Exercise passage ::

The siege began in September 1644. The Parliamentarian force was under the command of Sir Thomas Fairfax, Lord Fairfax's son. The Royalist garrison consisted of about 200 men under the command of Sir Jordan Crossland, a committed Royalist who was later to convert to Roman Catholicism.

Fairfax's plan seems to have been to reduce the castle by starvation rather than by assault or bombardment and there is little evidence for the use of artillery at Helmsley. The Parliamentarians certainly had artillery at the siege as we are told that the subsequent siege of Knaresborough could not start until the artillery had arrived from Helmsley. It may be that Fairfax lacked guns powerful enough to knock down Helmsley's walls.

The Royalists for their part mounted an active defence, conducting a number of sallies from the castle.

Exercise 1 ::
Summarize the account of the siege at Helmsley in two sentences.
Exercise 2 ::
Name every person mentioned in the account of the siege at Helmsley.
Exercise 3 ::
Resume the account of the siege at Helmsley after its final sentence.

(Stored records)
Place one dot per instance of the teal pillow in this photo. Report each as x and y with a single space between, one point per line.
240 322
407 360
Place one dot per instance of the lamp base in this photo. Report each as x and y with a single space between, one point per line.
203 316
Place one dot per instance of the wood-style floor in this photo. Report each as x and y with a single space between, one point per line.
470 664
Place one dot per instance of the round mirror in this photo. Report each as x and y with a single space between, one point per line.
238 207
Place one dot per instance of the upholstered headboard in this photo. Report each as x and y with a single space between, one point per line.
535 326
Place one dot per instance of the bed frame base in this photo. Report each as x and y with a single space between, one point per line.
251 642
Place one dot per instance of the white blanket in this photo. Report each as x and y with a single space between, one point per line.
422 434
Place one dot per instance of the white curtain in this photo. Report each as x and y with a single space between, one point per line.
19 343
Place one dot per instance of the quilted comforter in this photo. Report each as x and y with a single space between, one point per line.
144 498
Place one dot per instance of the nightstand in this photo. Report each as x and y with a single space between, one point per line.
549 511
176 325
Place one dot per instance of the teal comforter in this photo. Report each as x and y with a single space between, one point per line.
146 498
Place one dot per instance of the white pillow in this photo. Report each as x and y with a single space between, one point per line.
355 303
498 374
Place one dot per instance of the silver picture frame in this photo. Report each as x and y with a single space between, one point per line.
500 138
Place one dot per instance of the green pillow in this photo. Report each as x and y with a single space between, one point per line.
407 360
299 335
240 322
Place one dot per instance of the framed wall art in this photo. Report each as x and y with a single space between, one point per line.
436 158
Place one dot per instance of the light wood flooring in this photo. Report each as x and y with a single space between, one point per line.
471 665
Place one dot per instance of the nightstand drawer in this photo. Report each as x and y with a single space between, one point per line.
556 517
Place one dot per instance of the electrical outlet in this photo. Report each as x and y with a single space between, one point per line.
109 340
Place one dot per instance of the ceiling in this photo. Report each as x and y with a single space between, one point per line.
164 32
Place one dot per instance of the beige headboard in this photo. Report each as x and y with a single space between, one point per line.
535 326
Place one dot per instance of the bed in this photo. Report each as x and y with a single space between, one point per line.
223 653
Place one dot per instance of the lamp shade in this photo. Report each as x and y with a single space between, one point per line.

Task output 1 ::
In September 1644, a Parliamentarian force under Sir Thomas Fairfax laid siege to the castle at Helmsley, which was held by a Royalist garrison of about 200 men under Sir Jordan Crossland. Fairfax apparently meant to starve the castle into surrender rather than assault or bombard it, and there is little evidence that artillery was used there, while the Royalists mounted an active defense with a number of sallies.

Task output 2 ::
Sir Thomas Fairfax, Lord Fairfax, Sir Jordan Crossland

Task output 3 ::
==The wounding of Sir Thomas Fairfax==
Few details of the siege have been recorded but one of the more notable incidents was the wounding of Sir Thomas Fairfax. There are two versions of how this happened. In one version, Sir Thomas was leading a counterattack against a Royalist sortie when he received two wounds from musket shot which fractured his shoulder blade and broke his arm. In the other version, he was shot by a marksman from the castle keep while visiting the besiegers' lines. Sir Thomas in his own account gives no details of how the wound occurred, but he leaves no doubt of its severity: 'After this (i.e. Marston Moor and the surrender of York) I went to Helmsley to take in ye castle there, but received a dangerous shott in my shoulder and was brought back to Yorke; All for some time being doubtful of my Recovery.'

==Crossland's proposed articles of surrender==
By the beginning of November, conditions in the castle were deteriorating and Crossland sent out to the Parliamentarian commanders a set of propositions for surrendering the castle. The propositions are summarised below.

The garrison would be allowed to march out with all the honours of war, i.e. "…with their arms loaded, matches lighted, colours flying, and drums beating", and safely convoyed to the Royalist stronghold of Scarborough.

Private goods belonging to the occupants of the castle, including those of the Duchess of Buckingham, were not to be plundered.

Prisoners taken by both sides were to be set at liberty.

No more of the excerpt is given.